╔══

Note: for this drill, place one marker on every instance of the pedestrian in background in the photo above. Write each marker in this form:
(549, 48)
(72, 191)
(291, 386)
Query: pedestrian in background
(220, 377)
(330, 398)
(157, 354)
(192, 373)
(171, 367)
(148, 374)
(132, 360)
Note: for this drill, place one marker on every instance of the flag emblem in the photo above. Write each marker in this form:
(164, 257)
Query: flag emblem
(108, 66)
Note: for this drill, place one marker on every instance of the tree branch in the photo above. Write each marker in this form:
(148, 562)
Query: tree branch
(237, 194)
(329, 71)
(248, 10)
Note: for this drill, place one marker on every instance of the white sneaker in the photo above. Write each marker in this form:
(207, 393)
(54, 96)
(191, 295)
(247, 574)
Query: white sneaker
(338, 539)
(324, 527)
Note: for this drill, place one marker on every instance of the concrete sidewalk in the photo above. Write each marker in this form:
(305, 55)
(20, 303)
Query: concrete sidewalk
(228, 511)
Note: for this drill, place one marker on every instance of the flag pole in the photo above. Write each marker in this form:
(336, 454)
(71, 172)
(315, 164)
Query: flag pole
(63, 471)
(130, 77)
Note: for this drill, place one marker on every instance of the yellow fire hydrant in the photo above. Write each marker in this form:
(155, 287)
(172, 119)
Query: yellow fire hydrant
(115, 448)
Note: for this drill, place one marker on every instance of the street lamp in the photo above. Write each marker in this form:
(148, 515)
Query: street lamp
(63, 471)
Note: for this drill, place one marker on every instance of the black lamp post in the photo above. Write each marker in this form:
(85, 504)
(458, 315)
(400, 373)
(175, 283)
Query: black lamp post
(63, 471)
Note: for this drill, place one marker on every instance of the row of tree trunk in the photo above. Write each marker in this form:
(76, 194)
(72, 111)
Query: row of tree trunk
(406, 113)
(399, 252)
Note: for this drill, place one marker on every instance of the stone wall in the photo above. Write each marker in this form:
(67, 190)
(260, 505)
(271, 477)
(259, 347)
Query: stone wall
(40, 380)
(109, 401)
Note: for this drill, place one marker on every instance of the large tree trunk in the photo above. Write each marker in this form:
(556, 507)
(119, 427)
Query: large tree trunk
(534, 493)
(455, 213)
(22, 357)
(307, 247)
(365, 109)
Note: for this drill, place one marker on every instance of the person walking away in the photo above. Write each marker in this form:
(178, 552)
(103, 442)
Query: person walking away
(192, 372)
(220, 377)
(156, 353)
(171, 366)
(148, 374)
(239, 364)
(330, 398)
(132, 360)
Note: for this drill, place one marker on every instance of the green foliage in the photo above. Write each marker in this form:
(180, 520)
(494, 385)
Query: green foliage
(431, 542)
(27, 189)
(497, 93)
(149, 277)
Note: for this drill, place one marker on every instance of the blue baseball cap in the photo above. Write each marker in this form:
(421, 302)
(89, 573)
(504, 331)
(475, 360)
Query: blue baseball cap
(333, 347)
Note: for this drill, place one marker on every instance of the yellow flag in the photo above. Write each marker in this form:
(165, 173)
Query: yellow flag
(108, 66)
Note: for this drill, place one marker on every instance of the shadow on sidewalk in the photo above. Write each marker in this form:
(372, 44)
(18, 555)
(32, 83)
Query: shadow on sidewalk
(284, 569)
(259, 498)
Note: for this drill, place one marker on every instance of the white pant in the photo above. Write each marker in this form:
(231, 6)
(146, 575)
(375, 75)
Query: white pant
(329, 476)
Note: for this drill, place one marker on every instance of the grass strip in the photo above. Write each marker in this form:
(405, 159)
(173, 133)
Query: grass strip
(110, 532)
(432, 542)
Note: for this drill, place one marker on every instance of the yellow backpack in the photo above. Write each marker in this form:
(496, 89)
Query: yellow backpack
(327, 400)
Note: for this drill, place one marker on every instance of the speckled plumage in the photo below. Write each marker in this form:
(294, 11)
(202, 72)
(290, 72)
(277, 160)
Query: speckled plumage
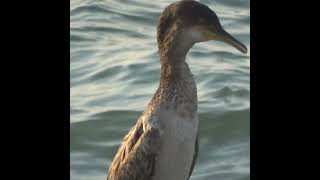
(164, 144)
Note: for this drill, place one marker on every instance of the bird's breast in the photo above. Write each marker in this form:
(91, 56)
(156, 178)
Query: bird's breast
(178, 136)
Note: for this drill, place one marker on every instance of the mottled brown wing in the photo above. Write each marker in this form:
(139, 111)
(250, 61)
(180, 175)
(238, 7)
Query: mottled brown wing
(195, 156)
(135, 159)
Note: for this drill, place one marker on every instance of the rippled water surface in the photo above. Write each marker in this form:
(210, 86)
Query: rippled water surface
(115, 71)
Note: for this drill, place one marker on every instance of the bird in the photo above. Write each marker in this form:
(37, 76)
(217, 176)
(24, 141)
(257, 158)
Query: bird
(164, 142)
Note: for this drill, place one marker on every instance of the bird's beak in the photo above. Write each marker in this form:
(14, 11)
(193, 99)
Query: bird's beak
(222, 35)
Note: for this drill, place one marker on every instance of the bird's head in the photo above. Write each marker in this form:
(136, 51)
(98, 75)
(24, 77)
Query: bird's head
(190, 22)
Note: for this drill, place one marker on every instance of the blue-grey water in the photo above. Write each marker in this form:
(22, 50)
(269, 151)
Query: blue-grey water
(114, 71)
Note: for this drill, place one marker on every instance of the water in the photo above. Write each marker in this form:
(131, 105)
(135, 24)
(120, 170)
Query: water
(115, 71)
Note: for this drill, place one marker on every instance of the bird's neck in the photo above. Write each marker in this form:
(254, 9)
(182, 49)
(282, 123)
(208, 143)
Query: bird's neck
(173, 52)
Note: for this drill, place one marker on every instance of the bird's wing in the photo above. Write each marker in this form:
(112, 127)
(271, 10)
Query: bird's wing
(195, 156)
(136, 156)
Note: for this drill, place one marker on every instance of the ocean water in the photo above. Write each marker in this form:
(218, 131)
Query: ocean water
(114, 72)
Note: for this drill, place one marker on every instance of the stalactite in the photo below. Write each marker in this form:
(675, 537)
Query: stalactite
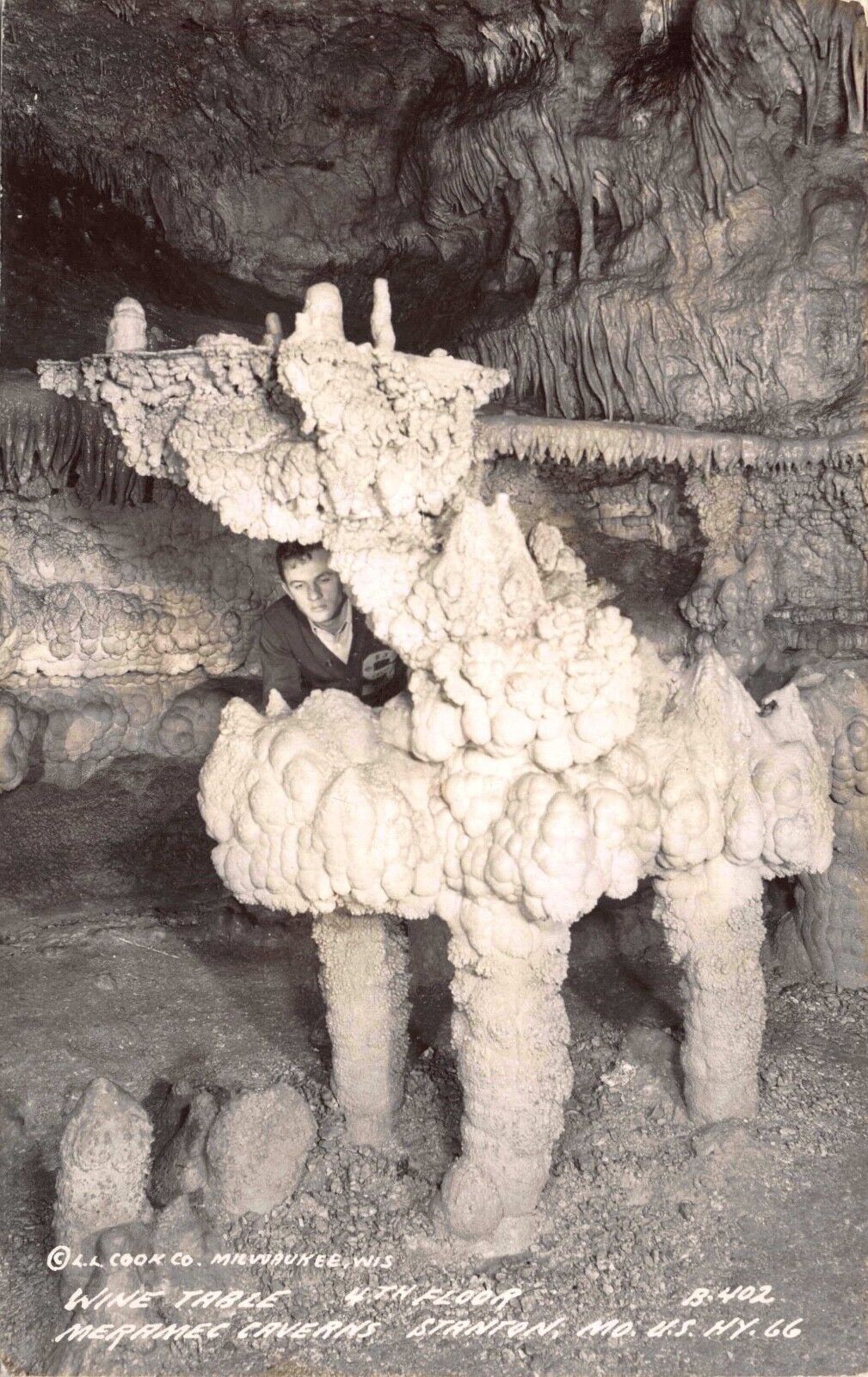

╚══

Exercise instructions: The string "stalactite" shows up in some lines of the listing. Copy each such line.

Written solution:
Note: for this drill, place one marker on every instance of the stalactite in the photo below. Write each marker in this form:
Query: stalactite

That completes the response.